Answer these from the passage about John and Jane's finances below, not the listing:
(a) How many months did it take them to pay off their student loans?
(b) What average rate of return in the market, before inflation, does the passage assume?
(c) What is the least they would need invested in the market by the time they turn 65?

PASSAGE PROVIDED:

>> Begin

Now that their emergency fund is fully funded
however they're able to throw that $3,060 a month in addition to the $550 a month minimum
payment at the car loan and get it paid off in 6 months flat. So a mere nine months into their Journey John
and Jane not only have a fully funded emergency fund but they also have paid off both of their
car loans. Now there are just the student loans to tackle. And thanks to the fact that they've been making
minimum payments on them for 9 months and the fact that they had a little over $3,000
at the end of the ninth month after paying off their car loans their student loans now
have a balance of $53,263.

John and Jane follow the same pattern that
they did with the car loans throwing the $3,600+ which is what they now have left over at the
end of every month because they no longer had a $550 car payment to make and they managed
to get their student loans paid off in full in 13 months. So John and Jane have managed to become debt
free and have a fully funded emergency fund in 22 months. They have now reached level three and because
of that they now have over $4,200 a month left over to start investing. This brings us to level four coasting Financial
Independence. Let's assume that John and Jane want to retire
by the age of 65. That means that whatever they put in now needs
to be enough to grow to a point where it can support their lifestyle in retirement by the
time they're 65. If we assume a rate of return on an average
in the market of about 10% before inflation and an inflation rate of about 3% per year
on average then we can get a rough estimate of how much John and Jane need to put away
in order to achieve a state of coasting Financial Independence.

In this case, since they're 24 about to be
25 they will have somewhere in the neighborhood of 39 or 40 years to let the money grow before
needing to take any of it out. If their expenses were $48,000 a year at age
23 then 42 years later if we assume a 3% rate of inflation they would need a tad bit over
$166,000 each year to live on. Again assuming we follow the 4% rule to figure
out how much they need once they fully retire to be financially independent that means that
they would have to have at least $4.15 million invested in the market by the time they turn
65. In their case, they would need about $110,000
saved up give or take in order to achieve coasting Financial Independence and because
they're able to save about $4,233 a month now that they’re debt free, they’re able
to hit that goal in 2 years flat. Meaning that in theory, they would be able
to step down from their jobs to a more rewarding less stressful but probably lower-paying job
just 3 years and 10 months into their financial Journey. That is incredible! But like I said coasting Financial Independence
wasn't their end goal. They wanted to be fully Financial Independent
so they keep working and investing for now.

>> End

DATA PROVIDED:
>> Begin

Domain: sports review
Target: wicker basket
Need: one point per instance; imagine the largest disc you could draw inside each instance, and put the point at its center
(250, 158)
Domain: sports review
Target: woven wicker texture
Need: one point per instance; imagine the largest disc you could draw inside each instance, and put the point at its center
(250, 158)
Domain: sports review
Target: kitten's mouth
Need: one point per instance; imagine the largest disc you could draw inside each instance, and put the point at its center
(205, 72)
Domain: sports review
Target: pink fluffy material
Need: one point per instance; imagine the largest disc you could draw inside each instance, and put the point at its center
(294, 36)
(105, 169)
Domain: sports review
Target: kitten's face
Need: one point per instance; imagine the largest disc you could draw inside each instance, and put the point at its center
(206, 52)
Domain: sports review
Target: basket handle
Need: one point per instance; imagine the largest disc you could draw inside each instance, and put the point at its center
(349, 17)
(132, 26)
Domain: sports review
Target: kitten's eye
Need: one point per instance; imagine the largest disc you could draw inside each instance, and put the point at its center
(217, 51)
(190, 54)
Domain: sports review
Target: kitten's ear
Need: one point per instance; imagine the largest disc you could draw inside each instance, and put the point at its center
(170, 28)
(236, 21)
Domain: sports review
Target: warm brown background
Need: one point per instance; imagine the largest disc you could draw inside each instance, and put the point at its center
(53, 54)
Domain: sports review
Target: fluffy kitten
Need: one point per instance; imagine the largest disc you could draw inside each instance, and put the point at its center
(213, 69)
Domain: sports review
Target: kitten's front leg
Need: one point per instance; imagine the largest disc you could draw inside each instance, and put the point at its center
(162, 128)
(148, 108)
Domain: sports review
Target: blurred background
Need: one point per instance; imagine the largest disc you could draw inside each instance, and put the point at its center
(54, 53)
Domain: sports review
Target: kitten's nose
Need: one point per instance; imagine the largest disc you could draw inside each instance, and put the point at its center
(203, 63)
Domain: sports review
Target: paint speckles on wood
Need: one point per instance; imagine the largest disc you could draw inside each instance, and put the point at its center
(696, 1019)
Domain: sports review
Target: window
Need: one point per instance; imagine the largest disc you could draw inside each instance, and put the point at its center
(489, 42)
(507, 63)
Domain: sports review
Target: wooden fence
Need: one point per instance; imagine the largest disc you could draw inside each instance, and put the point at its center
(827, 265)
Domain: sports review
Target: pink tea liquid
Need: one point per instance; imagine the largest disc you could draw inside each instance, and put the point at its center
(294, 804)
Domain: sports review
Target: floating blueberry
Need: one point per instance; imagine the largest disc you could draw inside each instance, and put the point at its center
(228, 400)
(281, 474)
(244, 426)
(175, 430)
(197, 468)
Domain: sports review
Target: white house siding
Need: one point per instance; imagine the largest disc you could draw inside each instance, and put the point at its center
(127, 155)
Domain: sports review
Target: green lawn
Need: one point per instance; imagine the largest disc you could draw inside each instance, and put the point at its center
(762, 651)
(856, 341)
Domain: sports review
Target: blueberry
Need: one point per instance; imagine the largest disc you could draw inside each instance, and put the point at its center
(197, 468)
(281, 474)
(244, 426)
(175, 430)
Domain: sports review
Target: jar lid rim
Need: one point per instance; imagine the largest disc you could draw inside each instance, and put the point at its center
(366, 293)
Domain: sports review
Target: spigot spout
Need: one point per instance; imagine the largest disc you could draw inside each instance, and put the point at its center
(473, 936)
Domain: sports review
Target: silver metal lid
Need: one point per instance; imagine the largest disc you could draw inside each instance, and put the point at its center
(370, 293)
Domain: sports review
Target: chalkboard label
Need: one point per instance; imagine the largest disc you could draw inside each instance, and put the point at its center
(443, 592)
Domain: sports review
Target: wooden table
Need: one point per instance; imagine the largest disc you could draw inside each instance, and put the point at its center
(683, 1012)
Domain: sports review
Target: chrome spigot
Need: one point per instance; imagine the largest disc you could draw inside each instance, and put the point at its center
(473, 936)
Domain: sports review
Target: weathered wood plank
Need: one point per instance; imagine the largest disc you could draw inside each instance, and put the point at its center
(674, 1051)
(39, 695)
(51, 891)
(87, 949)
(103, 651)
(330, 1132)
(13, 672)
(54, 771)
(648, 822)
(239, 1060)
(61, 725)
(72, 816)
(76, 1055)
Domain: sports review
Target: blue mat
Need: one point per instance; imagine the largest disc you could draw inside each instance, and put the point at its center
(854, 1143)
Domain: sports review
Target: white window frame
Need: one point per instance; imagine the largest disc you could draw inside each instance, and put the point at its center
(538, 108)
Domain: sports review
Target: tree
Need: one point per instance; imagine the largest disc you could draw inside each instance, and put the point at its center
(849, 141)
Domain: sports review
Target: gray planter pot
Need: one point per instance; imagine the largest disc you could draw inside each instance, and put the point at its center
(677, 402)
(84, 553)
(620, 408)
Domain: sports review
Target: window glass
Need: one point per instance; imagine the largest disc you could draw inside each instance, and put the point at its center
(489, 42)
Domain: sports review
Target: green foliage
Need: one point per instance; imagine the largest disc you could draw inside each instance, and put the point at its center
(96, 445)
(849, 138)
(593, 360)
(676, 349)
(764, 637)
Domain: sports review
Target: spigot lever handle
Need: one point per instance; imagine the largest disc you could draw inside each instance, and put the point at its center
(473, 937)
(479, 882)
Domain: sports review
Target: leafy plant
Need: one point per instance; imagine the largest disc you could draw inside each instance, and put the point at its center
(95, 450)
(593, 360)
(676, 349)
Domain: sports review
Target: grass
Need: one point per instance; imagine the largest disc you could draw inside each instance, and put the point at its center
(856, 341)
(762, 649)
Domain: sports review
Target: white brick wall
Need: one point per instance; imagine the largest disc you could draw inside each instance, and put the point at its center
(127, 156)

>> End
>> Begin

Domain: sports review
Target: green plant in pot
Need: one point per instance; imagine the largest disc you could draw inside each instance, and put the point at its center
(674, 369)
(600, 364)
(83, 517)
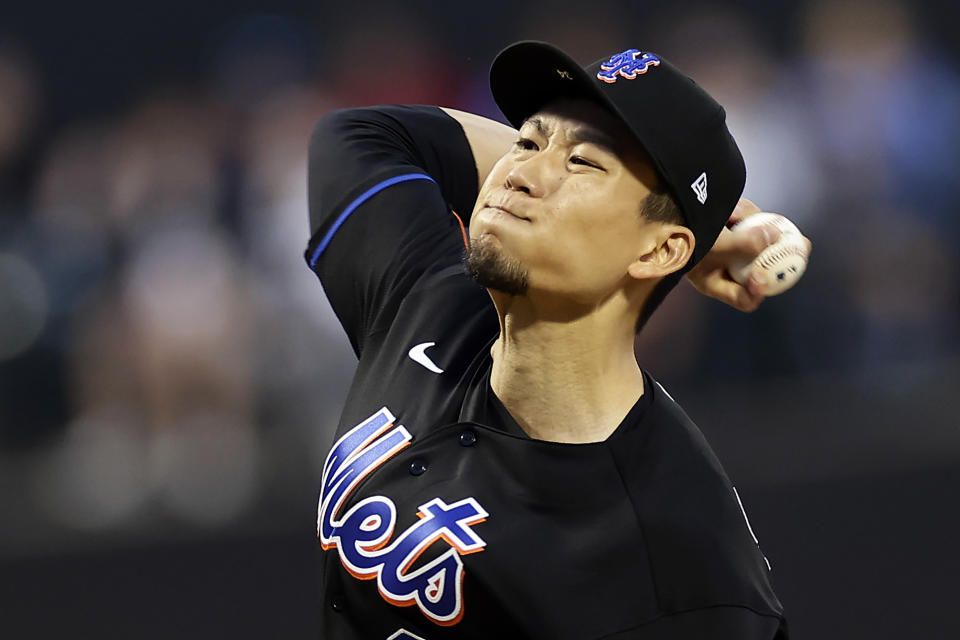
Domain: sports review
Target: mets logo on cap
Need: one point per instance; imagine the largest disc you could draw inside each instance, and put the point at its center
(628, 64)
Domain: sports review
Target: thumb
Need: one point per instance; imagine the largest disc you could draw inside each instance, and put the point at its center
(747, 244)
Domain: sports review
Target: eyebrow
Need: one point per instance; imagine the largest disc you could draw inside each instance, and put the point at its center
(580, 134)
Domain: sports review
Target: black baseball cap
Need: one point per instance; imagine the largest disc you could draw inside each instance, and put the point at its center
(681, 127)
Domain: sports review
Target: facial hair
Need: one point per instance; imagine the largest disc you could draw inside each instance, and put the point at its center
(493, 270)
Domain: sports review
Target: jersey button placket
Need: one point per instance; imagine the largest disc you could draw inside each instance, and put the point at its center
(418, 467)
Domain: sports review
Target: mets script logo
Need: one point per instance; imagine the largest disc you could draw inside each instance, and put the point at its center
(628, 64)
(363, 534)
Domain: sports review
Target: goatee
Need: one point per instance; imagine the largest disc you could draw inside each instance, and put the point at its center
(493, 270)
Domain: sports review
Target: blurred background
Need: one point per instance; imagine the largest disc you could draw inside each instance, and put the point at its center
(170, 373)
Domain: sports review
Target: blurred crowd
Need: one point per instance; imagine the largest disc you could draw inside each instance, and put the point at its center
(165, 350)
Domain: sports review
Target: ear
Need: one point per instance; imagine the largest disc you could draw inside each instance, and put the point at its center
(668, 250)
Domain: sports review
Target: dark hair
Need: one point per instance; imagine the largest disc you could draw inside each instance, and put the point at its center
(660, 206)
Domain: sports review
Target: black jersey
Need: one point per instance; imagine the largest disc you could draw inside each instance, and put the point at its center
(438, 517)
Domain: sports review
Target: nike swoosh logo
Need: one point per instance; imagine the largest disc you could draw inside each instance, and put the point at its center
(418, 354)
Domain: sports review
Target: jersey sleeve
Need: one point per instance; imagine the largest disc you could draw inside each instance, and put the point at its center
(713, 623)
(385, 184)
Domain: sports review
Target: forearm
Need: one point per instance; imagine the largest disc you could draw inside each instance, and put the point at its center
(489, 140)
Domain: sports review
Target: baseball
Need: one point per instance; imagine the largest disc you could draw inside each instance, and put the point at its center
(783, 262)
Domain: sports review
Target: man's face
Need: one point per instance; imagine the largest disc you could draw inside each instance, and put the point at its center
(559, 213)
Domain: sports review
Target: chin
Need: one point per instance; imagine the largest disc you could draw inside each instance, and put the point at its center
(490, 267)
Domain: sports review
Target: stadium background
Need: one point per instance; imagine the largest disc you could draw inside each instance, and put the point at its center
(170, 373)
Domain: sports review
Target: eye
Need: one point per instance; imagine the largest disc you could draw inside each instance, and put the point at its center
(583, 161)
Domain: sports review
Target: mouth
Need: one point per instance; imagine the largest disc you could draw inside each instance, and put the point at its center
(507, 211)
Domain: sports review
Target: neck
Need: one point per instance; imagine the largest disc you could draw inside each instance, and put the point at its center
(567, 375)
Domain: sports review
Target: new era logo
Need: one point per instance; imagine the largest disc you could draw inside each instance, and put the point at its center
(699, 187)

>> End
>> Begin

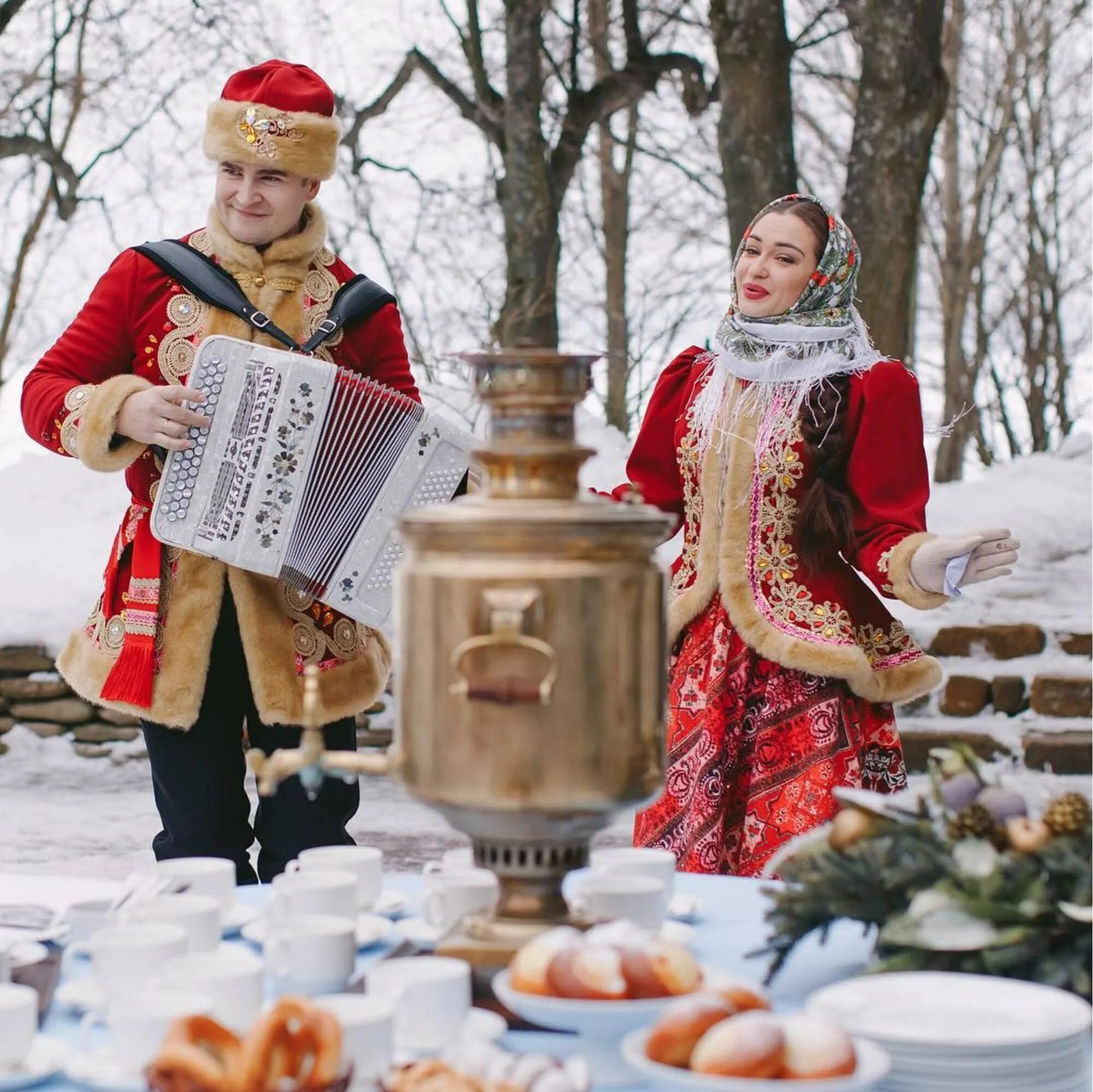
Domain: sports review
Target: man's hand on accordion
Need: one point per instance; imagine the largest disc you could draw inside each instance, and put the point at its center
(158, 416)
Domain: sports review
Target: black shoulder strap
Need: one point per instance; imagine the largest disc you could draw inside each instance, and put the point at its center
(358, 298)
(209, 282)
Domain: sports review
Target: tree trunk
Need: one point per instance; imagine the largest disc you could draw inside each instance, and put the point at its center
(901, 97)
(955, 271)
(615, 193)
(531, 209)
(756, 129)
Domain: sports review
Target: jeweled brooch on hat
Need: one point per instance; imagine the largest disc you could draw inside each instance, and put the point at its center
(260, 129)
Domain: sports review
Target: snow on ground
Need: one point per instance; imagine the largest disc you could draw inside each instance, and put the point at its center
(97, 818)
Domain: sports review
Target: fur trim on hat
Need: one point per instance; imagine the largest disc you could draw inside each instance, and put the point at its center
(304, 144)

>> End

COMPLETE ANSWER:
(a) 13 months
(b) About 10%
(c) $4.15 million